● **WHAT THE TASK ASKS**
Rewrite the lines of the listing below as a JSON list of strings, one string per line and blank lines omitted, starting with the line containing "Query: man's ear" and continuing through the final line of the listing. Include no other lines.

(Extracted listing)
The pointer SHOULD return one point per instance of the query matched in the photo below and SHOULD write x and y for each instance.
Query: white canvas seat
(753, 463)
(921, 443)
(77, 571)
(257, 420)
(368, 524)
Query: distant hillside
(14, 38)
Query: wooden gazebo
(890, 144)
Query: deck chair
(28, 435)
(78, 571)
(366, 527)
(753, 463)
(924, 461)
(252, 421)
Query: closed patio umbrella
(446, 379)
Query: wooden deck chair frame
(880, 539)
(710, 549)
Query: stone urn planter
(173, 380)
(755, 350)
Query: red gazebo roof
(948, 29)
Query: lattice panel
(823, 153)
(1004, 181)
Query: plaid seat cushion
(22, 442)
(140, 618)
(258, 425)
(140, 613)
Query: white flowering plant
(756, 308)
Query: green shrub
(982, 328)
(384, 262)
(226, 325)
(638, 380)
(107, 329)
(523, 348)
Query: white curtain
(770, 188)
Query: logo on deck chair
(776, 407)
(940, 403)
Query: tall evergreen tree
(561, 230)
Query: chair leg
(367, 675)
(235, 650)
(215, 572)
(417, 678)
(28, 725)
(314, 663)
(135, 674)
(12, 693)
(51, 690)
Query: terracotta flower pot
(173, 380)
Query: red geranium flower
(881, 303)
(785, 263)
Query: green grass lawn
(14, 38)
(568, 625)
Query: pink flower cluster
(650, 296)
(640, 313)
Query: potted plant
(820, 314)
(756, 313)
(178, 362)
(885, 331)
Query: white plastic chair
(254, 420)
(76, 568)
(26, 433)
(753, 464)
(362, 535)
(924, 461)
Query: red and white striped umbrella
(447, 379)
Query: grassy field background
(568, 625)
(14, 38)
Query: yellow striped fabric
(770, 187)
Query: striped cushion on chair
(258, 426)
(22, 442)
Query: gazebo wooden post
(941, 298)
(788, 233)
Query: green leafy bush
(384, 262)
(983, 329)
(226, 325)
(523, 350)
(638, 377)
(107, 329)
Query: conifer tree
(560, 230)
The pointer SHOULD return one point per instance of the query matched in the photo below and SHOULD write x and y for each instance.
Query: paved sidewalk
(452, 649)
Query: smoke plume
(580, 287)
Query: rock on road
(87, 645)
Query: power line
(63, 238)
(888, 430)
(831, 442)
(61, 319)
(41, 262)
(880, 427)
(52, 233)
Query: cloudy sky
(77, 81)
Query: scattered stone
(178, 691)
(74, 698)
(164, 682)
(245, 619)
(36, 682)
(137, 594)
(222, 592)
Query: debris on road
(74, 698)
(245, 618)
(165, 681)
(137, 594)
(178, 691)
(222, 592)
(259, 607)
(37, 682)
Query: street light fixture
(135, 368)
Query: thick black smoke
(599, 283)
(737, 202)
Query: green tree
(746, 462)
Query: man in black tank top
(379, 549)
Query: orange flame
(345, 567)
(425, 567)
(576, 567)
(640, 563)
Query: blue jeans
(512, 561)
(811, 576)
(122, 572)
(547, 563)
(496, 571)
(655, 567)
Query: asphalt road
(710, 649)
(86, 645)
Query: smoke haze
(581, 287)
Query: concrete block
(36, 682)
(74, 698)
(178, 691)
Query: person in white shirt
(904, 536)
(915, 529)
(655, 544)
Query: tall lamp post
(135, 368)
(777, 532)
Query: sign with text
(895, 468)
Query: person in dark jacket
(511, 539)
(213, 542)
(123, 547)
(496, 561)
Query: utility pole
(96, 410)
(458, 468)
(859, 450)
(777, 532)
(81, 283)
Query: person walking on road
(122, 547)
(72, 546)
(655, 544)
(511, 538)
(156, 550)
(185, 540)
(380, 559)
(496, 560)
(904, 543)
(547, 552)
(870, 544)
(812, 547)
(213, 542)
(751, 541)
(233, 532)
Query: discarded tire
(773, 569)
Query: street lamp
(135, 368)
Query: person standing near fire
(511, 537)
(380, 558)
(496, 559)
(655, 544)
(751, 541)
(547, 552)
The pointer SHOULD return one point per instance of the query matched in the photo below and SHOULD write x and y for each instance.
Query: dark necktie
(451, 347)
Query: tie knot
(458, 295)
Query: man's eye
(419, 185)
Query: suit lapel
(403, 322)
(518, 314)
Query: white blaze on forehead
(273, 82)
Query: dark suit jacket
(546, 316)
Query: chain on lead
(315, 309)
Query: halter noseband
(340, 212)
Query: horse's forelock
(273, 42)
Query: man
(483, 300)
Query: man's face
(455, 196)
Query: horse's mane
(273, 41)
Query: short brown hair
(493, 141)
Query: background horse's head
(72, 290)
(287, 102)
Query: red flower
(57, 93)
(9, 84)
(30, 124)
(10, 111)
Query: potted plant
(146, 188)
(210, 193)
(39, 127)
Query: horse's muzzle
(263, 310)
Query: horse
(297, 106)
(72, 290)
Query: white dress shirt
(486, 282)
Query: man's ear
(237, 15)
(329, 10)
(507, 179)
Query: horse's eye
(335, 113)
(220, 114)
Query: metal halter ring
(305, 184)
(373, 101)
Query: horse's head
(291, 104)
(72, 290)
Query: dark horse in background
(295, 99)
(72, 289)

● **FULL ANSWER**
[
  "Query: man's ear",
  "(237, 15)",
  "(329, 10)",
  "(507, 179)",
  "Query: horse's eye",
  "(335, 113)",
  "(220, 114)",
  "Query: metal halter ring",
  "(305, 184)",
  "(373, 101)",
  "Query: horse's head",
  "(291, 104)",
  "(72, 290)",
  "Query: dark horse in background",
  "(295, 99)",
  "(72, 289)"
]